(MATERIAL SUPPLIED)

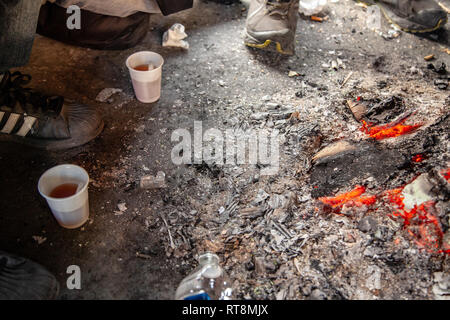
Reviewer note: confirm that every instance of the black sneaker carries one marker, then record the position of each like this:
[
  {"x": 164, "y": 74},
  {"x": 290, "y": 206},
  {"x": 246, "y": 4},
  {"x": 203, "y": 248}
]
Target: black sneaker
[
  {"x": 415, "y": 16},
  {"x": 41, "y": 121},
  {"x": 23, "y": 279}
]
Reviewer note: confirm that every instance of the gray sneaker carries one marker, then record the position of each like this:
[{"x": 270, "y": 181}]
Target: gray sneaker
[
  {"x": 272, "y": 22},
  {"x": 41, "y": 121},
  {"x": 415, "y": 16},
  {"x": 23, "y": 279}
]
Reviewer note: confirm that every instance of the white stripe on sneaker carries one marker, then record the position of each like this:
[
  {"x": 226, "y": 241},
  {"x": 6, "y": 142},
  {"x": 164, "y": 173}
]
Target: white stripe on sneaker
[
  {"x": 11, "y": 123},
  {"x": 26, "y": 127}
]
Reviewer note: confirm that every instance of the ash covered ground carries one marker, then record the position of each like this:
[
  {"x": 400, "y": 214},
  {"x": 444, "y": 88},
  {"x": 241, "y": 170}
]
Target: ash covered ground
[{"x": 275, "y": 238}]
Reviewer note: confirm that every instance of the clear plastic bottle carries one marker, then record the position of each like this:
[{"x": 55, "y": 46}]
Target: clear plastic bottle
[
  {"x": 311, "y": 7},
  {"x": 207, "y": 282}
]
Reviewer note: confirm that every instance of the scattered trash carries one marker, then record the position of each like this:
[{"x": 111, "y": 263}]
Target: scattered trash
[
  {"x": 174, "y": 36},
  {"x": 106, "y": 94},
  {"x": 40, "y": 240},
  {"x": 207, "y": 282},
  {"x": 153, "y": 182},
  {"x": 333, "y": 149},
  {"x": 311, "y": 7},
  {"x": 393, "y": 32}
]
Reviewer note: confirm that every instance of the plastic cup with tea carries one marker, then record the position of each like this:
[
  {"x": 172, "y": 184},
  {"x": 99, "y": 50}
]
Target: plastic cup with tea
[
  {"x": 146, "y": 70},
  {"x": 65, "y": 187}
]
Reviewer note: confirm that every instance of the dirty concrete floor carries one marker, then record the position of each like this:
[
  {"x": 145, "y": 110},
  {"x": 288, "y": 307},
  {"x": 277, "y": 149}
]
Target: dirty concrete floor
[{"x": 218, "y": 81}]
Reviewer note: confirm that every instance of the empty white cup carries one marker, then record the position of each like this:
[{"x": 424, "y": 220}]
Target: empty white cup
[
  {"x": 146, "y": 84},
  {"x": 71, "y": 212}
]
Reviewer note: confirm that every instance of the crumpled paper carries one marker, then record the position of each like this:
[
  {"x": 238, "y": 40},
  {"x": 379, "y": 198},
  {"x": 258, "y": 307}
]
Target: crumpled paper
[{"x": 174, "y": 36}]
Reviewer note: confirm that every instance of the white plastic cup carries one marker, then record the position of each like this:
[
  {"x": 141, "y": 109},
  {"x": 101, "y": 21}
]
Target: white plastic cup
[
  {"x": 146, "y": 84},
  {"x": 71, "y": 212}
]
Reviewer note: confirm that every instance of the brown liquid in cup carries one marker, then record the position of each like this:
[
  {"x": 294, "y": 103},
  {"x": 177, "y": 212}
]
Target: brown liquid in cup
[
  {"x": 64, "y": 190},
  {"x": 142, "y": 67}
]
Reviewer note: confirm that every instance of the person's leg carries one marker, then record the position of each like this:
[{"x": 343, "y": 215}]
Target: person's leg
[
  {"x": 18, "y": 21},
  {"x": 28, "y": 116},
  {"x": 23, "y": 279},
  {"x": 415, "y": 16},
  {"x": 272, "y": 22}
]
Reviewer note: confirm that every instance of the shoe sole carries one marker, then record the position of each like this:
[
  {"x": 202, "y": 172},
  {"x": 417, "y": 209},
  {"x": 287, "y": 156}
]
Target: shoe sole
[
  {"x": 439, "y": 25},
  {"x": 254, "y": 43},
  {"x": 53, "y": 145}
]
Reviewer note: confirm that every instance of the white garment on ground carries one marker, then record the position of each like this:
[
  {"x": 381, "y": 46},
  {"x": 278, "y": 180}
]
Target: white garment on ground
[{"x": 117, "y": 8}]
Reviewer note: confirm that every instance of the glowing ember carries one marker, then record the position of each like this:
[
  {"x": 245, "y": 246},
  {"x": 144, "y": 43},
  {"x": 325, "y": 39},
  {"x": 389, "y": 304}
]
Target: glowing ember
[
  {"x": 352, "y": 198},
  {"x": 389, "y": 130},
  {"x": 422, "y": 224},
  {"x": 418, "y": 158}
]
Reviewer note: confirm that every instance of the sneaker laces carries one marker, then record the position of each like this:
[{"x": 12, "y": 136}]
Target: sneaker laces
[
  {"x": 278, "y": 8},
  {"x": 26, "y": 100}
]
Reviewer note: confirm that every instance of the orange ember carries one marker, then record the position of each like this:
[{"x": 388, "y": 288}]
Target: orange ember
[
  {"x": 389, "y": 130},
  {"x": 422, "y": 224},
  {"x": 351, "y": 198},
  {"x": 418, "y": 158}
]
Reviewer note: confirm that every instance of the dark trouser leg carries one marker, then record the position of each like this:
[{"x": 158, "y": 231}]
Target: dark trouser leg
[{"x": 18, "y": 21}]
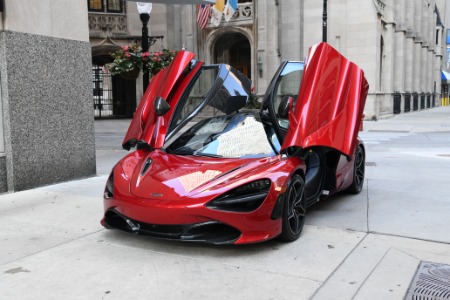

(End MATERIAL SUPPLIED)

TASK DESCRIPTION: For this exercise, return every entry verbatim and omit all pictures.

WRITTEN ANSWER:
Reviewer note: confirm that every instance of the black sneaker carries one marker, then record the position of each like this:
[
  {"x": 164, "y": 74},
  {"x": 290, "y": 206},
  {"x": 246, "y": 4},
  {"x": 203, "y": 248}
]
Target: black sneaker
[
  {"x": 415, "y": 16},
  {"x": 41, "y": 121},
  {"x": 23, "y": 279}
]
Reviewer note: confirm that every instance of the gray sneaker carries one marker, then record the position of each like this:
[{"x": 270, "y": 181}]
Target: gray sneaker
[
  {"x": 272, "y": 22},
  {"x": 41, "y": 121},
  {"x": 415, "y": 16},
  {"x": 23, "y": 279}
]
Reviewer note: confirm that every instance of the white stripe on sneaker carries one marker, then record the position of each like this:
[
  {"x": 226, "y": 241},
  {"x": 6, "y": 142},
  {"x": 164, "y": 173}
]
Target: white stripe on sneaker
[
  {"x": 11, "y": 123},
  {"x": 26, "y": 127}
]
Reviewer note: confirm that every instance of the ash covered ground carries one marker, then record the position of each like this:
[
  {"x": 400, "y": 214},
  {"x": 444, "y": 88},
  {"x": 241, "y": 170}
]
Target: ash covered ground
[{"x": 275, "y": 238}]
Reviewer note: confirm that every instance of the clear plastic bottle carries one marker, then record the position of each like this:
[{"x": 55, "y": 46}]
Target: clear plastic bottle
[
  {"x": 311, "y": 7},
  {"x": 207, "y": 282}
]
Reviewer note: confirm that every instance of the scattered trash carries one marker, then record the position of each like this:
[{"x": 111, "y": 263}]
Target: scattered trash
[
  {"x": 174, "y": 36},
  {"x": 106, "y": 94},
  {"x": 40, "y": 240},
  {"x": 207, "y": 282},
  {"x": 153, "y": 182},
  {"x": 333, "y": 149},
  {"x": 311, "y": 7},
  {"x": 393, "y": 32}
]
Reviewer note: confirm that every instance of the plastic cup with tea carries one marker, then record the position of each like this:
[
  {"x": 172, "y": 184},
  {"x": 99, "y": 50}
]
Target: plastic cup with tea
[
  {"x": 146, "y": 70},
  {"x": 65, "y": 187}
]
Reviewer note: confirm that every instance of the dirty concrete floor carries one marker, then record the position of each like this:
[
  {"x": 145, "y": 110},
  {"x": 288, "y": 307},
  {"x": 277, "y": 149}
]
Target: dirty concrete floor
[{"x": 218, "y": 81}]
Reviewer note: confirm that every instance of the empty white cup carries one marker, then record the position of each like this:
[{"x": 424, "y": 220}]
Target: empty white cup
[
  {"x": 146, "y": 84},
  {"x": 71, "y": 212}
]
Reviewer note: confirm that every instance of the crumpled paper carries one marker, then record the position of each like this:
[
  {"x": 238, "y": 40},
  {"x": 379, "y": 198},
  {"x": 258, "y": 307}
]
Target: crumpled paper
[{"x": 174, "y": 36}]
Reviewer note: confirm that every instance of the white plastic cup carries one marker, then record the position of each like this:
[
  {"x": 141, "y": 109},
  {"x": 101, "y": 21}
]
Target: white plastic cup
[
  {"x": 146, "y": 84},
  {"x": 71, "y": 212}
]
Reviewer note: confirm that every instance of the brown liquid in cup carries one marker, then record the position of each like this:
[
  {"x": 294, "y": 103},
  {"x": 177, "y": 212}
]
Target: brown liquid in cup
[
  {"x": 64, "y": 190},
  {"x": 142, "y": 67}
]
Reviewer note: confirm that every instance of the person's leg carries one marker, then record the position of each like this:
[{"x": 343, "y": 215}]
Target: person's leg
[
  {"x": 18, "y": 21},
  {"x": 28, "y": 116},
  {"x": 23, "y": 279},
  {"x": 415, "y": 16},
  {"x": 272, "y": 22}
]
Reviewer note: confirm that every instance of the shoe sole carries one marker, then record the position of each like this:
[
  {"x": 202, "y": 172},
  {"x": 417, "y": 209},
  {"x": 287, "y": 156}
]
Target: shoe sole
[
  {"x": 439, "y": 25},
  {"x": 254, "y": 43},
  {"x": 53, "y": 145}
]
Reviewer note: confirm that every instance of the white garment on ground carries one marker, then record the position of each like this:
[
  {"x": 381, "y": 46},
  {"x": 278, "y": 180}
]
Target: white garment on ground
[{"x": 117, "y": 8}]
Reviewer note: confirm that every instance of the glowing ember carries one marker, then record the position of each like this:
[
  {"x": 245, "y": 246},
  {"x": 144, "y": 43},
  {"x": 325, "y": 39},
  {"x": 389, "y": 304}
]
Target: glowing ember
[
  {"x": 352, "y": 198},
  {"x": 389, "y": 130},
  {"x": 422, "y": 224},
  {"x": 418, "y": 158}
]
Reviewer note: confirm that every instance of the sneaker laces carries one marker, then record the position of each like this:
[{"x": 12, "y": 136}]
Target: sneaker laces
[
  {"x": 278, "y": 8},
  {"x": 26, "y": 100}
]
Reviewer note: confirm that every instance of the orange ember carries one marker, then record the position of each like this:
[{"x": 388, "y": 288}]
Target: orange ember
[
  {"x": 389, "y": 130},
  {"x": 422, "y": 224},
  {"x": 351, "y": 198},
  {"x": 418, "y": 158}
]
Reviewer note: confirm that every instance of the dark trouser leg carries one marker, then record the position of each like this:
[{"x": 158, "y": 231}]
Target: dark trouser leg
[{"x": 18, "y": 21}]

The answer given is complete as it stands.